**EXERCISE DETAILS**
The expected output is each line from the one containing "the crocodile leg." to the last line of the data below, set down exactly, minus the pictures.

**ENTRIES PROVIDED**
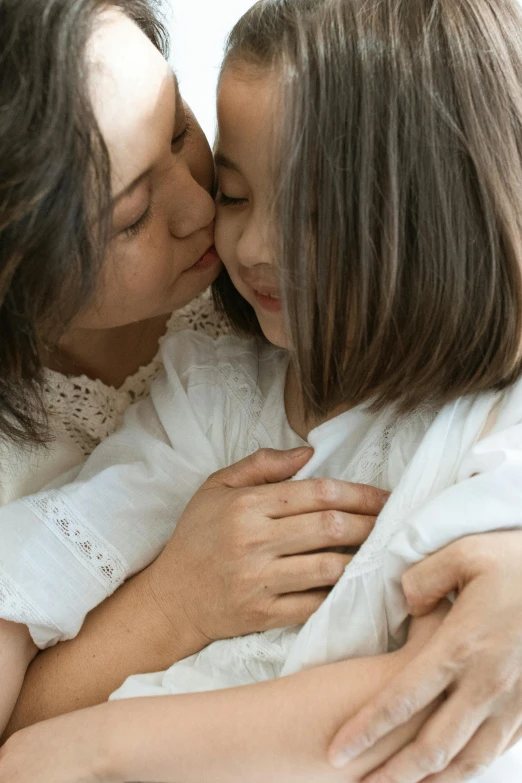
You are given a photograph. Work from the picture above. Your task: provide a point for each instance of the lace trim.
(256, 647)
(99, 557)
(18, 608)
(90, 411)
(241, 388)
(367, 467)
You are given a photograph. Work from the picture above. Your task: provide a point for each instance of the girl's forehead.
(132, 92)
(246, 110)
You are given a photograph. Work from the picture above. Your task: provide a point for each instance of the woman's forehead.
(132, 92)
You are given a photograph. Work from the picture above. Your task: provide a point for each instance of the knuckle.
(333, 525)
(429, 758)
(326, 490)
(330, 569)
(262, 457)
(503, 681)
(244, 500)
(463, 650)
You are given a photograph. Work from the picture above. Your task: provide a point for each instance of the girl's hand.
(247, 555)
(476, 657)
(68, 749)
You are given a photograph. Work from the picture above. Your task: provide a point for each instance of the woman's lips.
(210, 259)
(268, 302)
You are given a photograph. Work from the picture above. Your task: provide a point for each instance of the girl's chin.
(275, 334)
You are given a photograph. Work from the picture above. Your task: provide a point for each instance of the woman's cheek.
(224, 239)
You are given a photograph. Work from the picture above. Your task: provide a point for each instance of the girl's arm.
(277, 730)
(205, 585)
(16, 652)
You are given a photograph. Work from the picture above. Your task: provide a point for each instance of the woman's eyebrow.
(226, 163)
(139, 179)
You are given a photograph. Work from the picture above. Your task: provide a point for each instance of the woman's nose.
(254, 246)
(193, 206)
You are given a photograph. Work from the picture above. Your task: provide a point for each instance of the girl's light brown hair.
(398, 199)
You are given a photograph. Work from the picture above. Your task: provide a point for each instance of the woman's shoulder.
(25, 470)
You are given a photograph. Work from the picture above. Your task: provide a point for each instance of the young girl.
(369, 164)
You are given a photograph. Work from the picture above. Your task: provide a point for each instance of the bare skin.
(277, 730)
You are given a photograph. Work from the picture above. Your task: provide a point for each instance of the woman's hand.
(246, 553)
(476, 657)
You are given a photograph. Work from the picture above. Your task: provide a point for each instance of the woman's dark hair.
(398, 199)
(54, 189)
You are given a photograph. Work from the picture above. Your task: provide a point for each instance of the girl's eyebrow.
(226, 163)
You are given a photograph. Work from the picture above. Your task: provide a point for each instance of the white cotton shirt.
(452, 472)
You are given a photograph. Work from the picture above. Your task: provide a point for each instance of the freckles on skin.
(248, 107)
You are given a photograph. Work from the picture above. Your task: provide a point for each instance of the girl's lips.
(270, 303)
(210, 259)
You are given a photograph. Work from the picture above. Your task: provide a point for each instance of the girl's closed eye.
(178, 140)
(139, 224)
(134, 229)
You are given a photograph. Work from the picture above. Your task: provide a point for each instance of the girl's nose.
(253, 246)
(194, 208)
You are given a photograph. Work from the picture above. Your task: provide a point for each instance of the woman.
(100, 339)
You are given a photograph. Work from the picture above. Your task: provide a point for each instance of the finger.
(435, 577)
(266, 466)
(490, 741)
(291, 498)
(320, 530)
(297, 608)
(307, 572)
(439, 741)
(417, 686)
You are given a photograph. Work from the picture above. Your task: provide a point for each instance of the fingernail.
(342, 758)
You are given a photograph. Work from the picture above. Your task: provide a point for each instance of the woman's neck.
(108, 355)
(294, 407)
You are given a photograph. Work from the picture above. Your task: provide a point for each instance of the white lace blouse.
(452, 472)
(83, 412)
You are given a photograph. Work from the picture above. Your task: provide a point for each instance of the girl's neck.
(108, 355)
(294, 408)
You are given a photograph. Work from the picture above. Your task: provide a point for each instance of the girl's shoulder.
(197, 358)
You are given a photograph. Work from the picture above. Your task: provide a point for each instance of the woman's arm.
(16, 652)
(476, 654)
(228, 570)
(277, 731)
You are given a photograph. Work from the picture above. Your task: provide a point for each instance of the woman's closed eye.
(144, 219)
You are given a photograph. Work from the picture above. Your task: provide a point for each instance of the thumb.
(266, 466)
(427, 582)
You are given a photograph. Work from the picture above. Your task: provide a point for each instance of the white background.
(198, 31)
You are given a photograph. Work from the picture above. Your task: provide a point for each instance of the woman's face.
(159, 257)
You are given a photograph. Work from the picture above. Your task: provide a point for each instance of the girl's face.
(160, 254)
(244, 230)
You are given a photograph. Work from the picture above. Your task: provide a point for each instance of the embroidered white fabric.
(214, 403)
(13, 600)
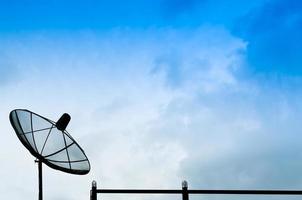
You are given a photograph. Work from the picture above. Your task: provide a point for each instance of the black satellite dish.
(49, 142)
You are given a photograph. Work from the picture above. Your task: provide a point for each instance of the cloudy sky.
(160, 91)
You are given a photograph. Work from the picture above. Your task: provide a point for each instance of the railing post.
(93, 194)
(185, 194)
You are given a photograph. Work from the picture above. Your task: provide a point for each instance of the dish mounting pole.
(40, 179)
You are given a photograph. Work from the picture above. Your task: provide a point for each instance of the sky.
(161, 91)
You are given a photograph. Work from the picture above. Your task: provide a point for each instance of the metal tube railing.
(185, 192)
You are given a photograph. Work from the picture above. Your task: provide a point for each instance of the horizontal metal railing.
(185, 191)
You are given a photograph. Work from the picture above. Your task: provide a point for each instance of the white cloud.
(149, 107)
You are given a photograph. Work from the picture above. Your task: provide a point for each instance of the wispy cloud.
(154, 107)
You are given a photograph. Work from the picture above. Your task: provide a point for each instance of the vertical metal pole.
(93, 194)
(40, 179)
(185, 194)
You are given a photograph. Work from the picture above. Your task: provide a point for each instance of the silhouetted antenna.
(49, 142)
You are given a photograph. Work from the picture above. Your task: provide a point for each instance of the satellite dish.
(49, 142)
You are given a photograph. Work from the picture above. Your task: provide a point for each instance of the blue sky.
(207, 91)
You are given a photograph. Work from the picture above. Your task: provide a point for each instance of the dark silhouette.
(49, 142)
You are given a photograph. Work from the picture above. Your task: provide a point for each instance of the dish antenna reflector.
(49, 142)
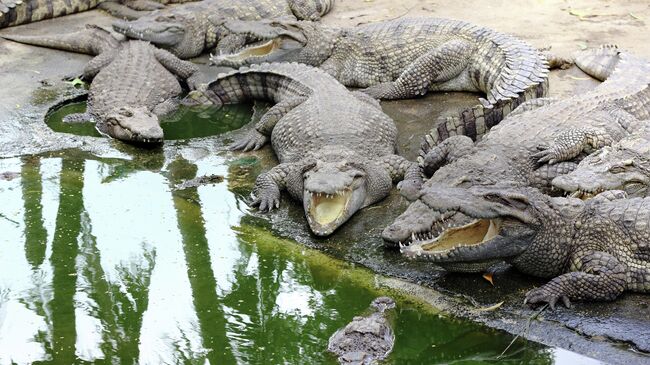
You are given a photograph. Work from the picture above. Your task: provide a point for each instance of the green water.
(102, 261)
(184, 123)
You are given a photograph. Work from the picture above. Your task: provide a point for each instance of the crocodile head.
(132, 124)
(279, 41)
(502, 224)
(333, 191)
(182, 34)
(625, 166)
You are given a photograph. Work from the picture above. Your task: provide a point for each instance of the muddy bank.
(614, 332)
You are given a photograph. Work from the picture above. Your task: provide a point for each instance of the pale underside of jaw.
(328, 208)
(259, 50)
(472, 234)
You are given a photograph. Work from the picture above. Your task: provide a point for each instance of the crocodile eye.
(126, 113)
(617, 169)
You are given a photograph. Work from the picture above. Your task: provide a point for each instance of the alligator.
(591, 250)
(510, 152)
(623, 166)
(189, 30)
(133, 82)
(337, 149)
(365, 340)
(16, 12)
(406, 58)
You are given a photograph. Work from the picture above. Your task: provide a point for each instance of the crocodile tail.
(510, 72)
(476, 121)
(16, 12)
(93, 40)
(257, 82)
(598, 62)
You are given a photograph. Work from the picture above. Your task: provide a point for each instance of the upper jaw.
(326, 211)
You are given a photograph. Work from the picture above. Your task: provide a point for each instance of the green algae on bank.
(127, 269)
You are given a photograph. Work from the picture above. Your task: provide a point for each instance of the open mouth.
(326, 209)
(474, 233)
(255, 51)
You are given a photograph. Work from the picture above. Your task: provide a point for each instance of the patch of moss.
(44, 95)
(266, 243)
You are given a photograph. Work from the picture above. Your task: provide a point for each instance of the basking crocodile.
(408, 57)
(591, 250)
(16, 12)
(186, 31)
(336, 148)
(508, 154)
(133, 82)
(623, 166)
(365, 340)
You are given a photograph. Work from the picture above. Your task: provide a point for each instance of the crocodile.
(408, 57)
(16, 12)
(189, 30)
(623, 166)
(133, 82)
(590, 250)
(365, 340)
(510, 152)
(336, 148)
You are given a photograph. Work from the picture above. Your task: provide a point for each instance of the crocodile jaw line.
(326, 209)
(472, 234)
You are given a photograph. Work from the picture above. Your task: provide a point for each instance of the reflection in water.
(211, 317)
(140, 273)
(32, 189)
(65, 248)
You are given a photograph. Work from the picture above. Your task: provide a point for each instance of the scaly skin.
(365, 340)
(406, 58)
(623, 166)
(508, 154)
(591, 250)
(189, 30)
(16, 12)
(132, 82)
(336, 148)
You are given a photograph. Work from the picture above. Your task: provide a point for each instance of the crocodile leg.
(446, 152)
(95, 65)
(601, 277)
(544, 175)
(406, 172)
(572, 142)
(438, 65)
(532, 105)
(258, 137)
(268, 185)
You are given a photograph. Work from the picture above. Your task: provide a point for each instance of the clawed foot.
(542, 295)
(267, 200)
(410, 189)
(253, 141)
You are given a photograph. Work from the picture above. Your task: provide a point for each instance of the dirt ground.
(30, 81)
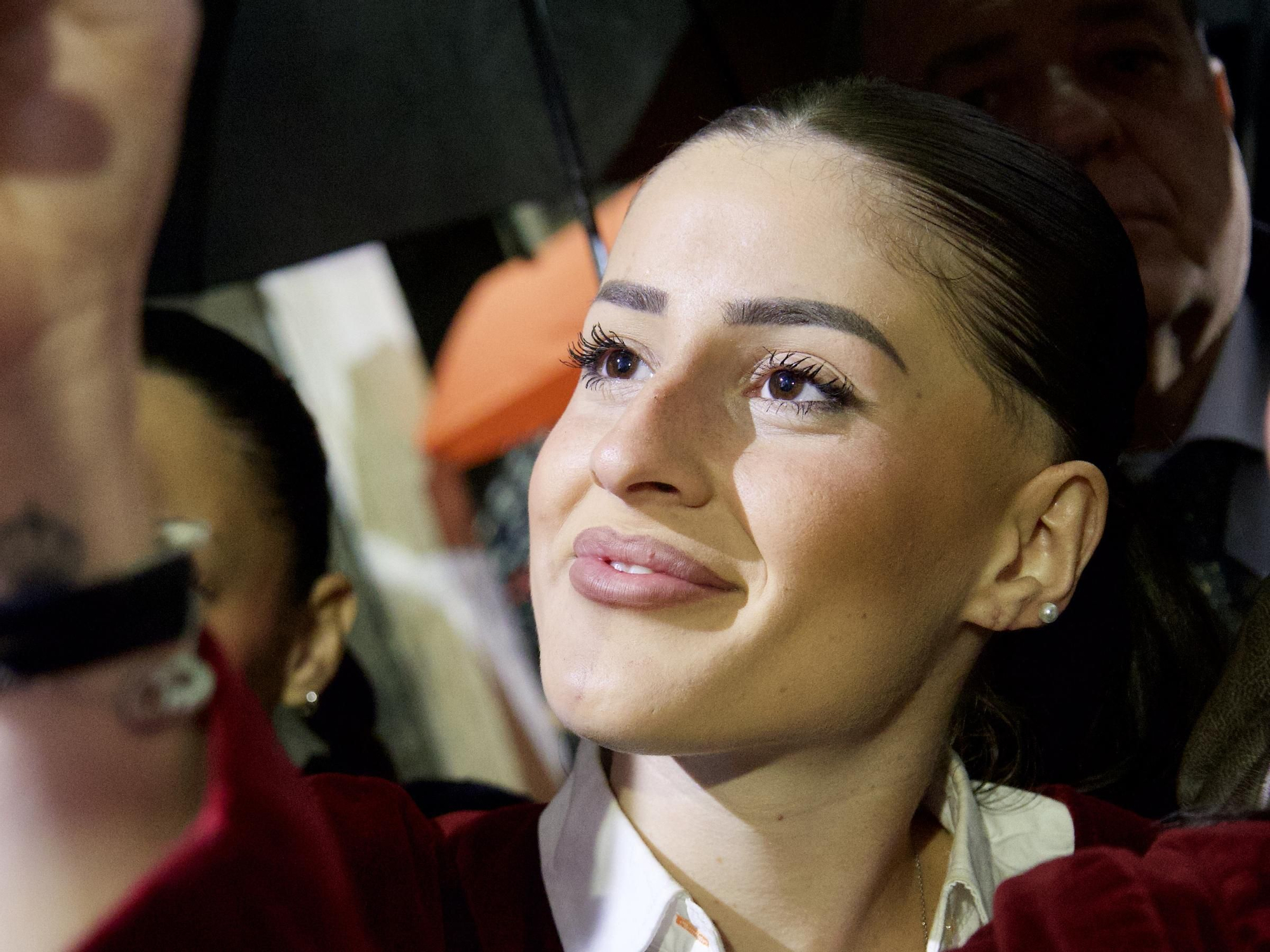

**ANSWER SECTION**
You are given a photograph. Work from the picture above. Your task: provide a point for each instance of the crocodile leg.
(446, 152)
(95, 65)
(601, 277)
(544, 175)
(406, 172)
(572, 142)
(438, 65)
(532, 105)
(258, 137)
(268, 185)
You are given a photograph. Work from the picture above. Your task: provide a point for each instance of the clawed foot.
(542, 295)
(267, 200)
(410, 189)
(253, 141)
You are given a photograph. Work from the picture above. Your task: provide a point for each instance of the dirt ground.
(30, 81)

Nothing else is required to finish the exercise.